*Aim*. Which lines below contain the word "cake"? Collect every one of them; case counts.

Point annotation records:
•••••
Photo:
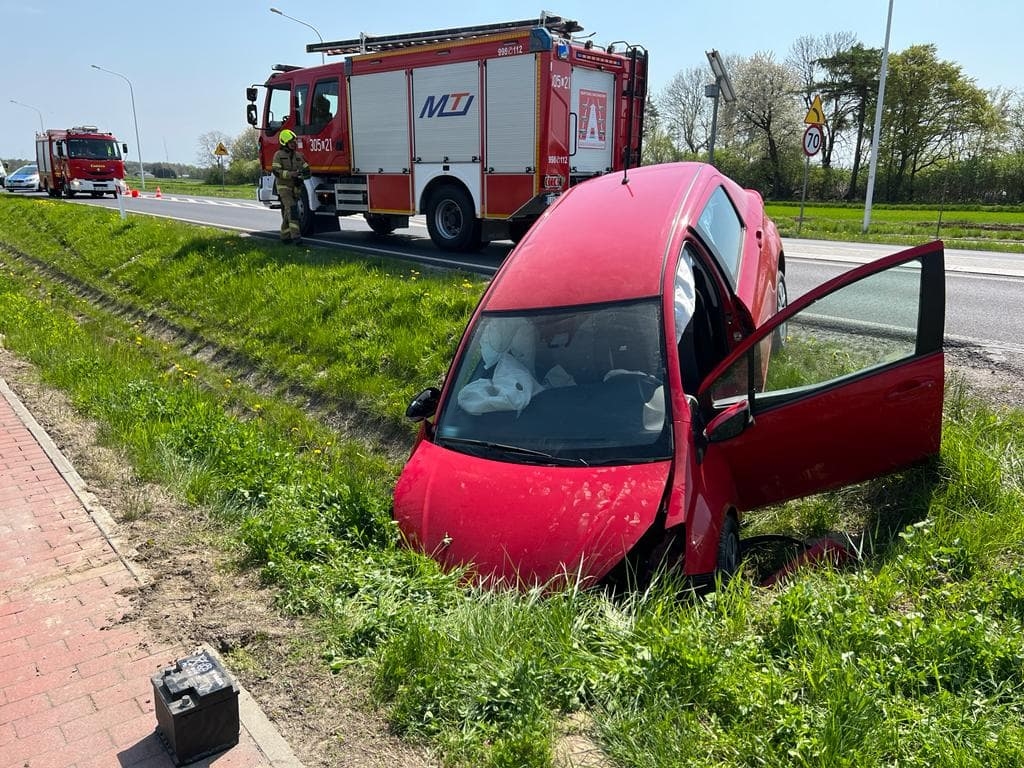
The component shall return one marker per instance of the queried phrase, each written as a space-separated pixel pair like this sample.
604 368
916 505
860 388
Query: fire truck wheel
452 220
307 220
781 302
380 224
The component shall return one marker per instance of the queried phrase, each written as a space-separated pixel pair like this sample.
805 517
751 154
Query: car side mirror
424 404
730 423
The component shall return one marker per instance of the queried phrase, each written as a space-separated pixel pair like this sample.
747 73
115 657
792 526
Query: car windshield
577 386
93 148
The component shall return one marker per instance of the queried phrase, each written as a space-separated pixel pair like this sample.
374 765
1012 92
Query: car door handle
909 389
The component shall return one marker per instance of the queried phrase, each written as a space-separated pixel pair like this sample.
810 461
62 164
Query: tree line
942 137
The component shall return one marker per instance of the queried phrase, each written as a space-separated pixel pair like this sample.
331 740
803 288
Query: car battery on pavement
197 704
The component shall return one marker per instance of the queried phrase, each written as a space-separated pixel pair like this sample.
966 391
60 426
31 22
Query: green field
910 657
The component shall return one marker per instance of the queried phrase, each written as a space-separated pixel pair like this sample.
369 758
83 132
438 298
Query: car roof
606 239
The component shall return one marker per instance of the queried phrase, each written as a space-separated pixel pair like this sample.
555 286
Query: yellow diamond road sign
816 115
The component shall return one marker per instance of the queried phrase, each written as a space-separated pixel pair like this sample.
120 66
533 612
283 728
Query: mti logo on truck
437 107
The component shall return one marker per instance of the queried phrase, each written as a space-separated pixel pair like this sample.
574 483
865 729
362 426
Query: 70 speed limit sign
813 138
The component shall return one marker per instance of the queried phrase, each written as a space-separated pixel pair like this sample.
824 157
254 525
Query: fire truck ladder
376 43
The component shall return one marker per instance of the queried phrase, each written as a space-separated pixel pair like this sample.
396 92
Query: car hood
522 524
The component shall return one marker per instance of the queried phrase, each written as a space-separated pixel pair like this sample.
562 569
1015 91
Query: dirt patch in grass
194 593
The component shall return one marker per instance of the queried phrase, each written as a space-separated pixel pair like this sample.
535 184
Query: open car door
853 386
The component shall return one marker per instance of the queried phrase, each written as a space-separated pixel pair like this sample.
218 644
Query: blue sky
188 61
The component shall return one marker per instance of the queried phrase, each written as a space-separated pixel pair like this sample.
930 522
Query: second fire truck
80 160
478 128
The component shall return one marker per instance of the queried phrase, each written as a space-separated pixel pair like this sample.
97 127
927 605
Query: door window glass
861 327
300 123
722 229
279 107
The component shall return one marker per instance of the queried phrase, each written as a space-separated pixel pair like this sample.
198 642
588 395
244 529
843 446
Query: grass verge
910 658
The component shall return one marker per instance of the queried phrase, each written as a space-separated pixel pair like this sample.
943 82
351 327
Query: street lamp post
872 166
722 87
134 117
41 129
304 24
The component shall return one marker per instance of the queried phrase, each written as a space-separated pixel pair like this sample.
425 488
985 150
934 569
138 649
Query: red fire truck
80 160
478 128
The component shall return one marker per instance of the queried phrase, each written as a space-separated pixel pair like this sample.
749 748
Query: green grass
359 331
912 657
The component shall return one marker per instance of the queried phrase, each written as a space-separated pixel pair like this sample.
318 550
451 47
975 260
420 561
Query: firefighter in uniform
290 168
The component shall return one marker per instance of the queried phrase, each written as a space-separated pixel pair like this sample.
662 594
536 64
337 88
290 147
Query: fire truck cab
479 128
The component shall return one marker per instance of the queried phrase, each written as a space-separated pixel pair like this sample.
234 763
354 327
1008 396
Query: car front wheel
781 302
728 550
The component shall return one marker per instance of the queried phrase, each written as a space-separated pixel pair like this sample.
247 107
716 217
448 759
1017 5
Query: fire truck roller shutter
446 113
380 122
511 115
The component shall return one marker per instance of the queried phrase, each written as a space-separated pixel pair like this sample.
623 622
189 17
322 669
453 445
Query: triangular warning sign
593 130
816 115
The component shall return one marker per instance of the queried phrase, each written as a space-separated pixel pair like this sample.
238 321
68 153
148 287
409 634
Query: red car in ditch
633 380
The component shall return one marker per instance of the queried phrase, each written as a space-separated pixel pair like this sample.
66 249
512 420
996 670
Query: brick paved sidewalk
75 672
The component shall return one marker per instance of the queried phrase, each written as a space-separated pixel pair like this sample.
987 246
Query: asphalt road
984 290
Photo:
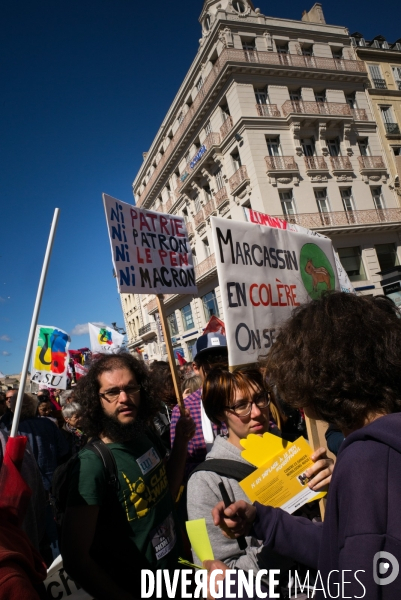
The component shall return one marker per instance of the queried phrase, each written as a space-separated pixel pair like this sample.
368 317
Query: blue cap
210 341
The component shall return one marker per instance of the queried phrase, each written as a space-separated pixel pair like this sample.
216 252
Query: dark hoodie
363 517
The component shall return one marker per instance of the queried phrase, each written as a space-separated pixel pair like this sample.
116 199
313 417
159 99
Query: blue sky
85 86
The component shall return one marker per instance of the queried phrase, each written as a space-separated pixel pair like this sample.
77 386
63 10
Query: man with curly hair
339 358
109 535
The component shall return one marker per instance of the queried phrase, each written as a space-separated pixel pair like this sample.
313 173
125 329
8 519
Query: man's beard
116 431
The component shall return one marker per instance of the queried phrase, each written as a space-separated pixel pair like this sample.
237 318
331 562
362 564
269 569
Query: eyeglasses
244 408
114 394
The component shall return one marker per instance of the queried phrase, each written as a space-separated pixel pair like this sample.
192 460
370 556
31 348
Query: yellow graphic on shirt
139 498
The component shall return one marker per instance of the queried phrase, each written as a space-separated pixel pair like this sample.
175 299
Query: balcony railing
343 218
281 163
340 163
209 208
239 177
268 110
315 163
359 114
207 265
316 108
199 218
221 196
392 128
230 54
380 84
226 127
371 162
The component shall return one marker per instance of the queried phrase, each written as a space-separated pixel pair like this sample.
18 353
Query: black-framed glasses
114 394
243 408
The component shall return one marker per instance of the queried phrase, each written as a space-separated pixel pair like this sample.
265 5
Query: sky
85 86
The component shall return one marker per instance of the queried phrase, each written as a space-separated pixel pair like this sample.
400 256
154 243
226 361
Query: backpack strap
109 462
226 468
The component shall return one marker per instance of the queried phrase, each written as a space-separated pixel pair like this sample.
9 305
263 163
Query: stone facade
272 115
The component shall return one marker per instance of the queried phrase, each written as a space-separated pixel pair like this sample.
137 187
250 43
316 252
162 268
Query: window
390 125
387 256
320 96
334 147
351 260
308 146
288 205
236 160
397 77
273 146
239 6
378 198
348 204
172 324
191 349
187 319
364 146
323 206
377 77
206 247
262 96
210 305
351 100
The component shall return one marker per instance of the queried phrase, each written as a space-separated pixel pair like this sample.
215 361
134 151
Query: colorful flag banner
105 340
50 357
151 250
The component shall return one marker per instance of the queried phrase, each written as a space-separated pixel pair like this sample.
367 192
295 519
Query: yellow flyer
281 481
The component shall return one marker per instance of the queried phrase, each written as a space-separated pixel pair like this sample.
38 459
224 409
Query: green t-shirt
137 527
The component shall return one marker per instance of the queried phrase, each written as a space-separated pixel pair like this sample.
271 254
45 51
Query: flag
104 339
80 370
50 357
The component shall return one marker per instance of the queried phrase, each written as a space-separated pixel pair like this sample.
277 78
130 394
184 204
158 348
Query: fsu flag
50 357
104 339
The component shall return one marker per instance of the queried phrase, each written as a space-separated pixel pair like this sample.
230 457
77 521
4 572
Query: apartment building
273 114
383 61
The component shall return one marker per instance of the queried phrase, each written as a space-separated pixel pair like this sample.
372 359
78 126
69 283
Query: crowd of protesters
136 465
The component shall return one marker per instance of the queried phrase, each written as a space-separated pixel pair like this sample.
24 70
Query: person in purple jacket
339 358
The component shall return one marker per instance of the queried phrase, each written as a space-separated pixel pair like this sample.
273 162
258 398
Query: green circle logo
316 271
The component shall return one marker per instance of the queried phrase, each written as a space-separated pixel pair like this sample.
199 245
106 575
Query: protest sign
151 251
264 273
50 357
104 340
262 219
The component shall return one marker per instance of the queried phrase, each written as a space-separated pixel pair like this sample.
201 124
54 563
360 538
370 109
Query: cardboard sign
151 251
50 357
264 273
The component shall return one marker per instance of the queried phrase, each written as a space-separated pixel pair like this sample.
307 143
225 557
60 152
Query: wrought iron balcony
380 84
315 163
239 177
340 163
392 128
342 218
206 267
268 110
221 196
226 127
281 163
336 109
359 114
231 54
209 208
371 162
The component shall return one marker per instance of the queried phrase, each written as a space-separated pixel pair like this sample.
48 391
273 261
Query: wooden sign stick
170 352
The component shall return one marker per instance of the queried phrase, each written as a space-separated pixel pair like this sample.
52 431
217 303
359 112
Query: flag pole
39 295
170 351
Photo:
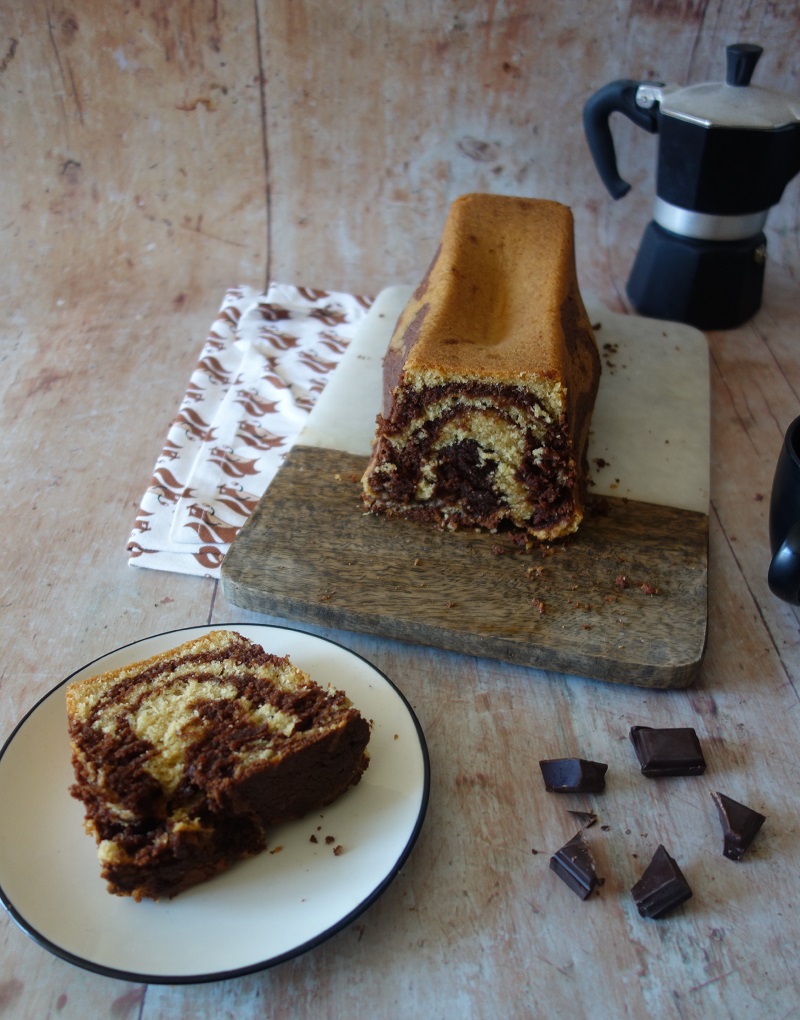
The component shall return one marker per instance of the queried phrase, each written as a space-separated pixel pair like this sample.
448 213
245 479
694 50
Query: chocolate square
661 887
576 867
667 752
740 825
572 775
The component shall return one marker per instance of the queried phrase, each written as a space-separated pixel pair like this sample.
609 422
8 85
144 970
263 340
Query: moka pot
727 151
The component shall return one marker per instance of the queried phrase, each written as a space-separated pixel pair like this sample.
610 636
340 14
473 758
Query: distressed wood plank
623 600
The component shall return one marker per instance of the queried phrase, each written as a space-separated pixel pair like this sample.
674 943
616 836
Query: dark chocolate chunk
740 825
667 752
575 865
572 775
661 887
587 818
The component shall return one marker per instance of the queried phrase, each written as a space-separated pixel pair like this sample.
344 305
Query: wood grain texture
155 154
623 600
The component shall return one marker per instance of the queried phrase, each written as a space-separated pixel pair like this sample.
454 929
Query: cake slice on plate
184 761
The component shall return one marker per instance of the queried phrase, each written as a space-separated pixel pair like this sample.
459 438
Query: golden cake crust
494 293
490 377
•••••
*Output*.
Query: cake slice on plate
Query: golden cake crust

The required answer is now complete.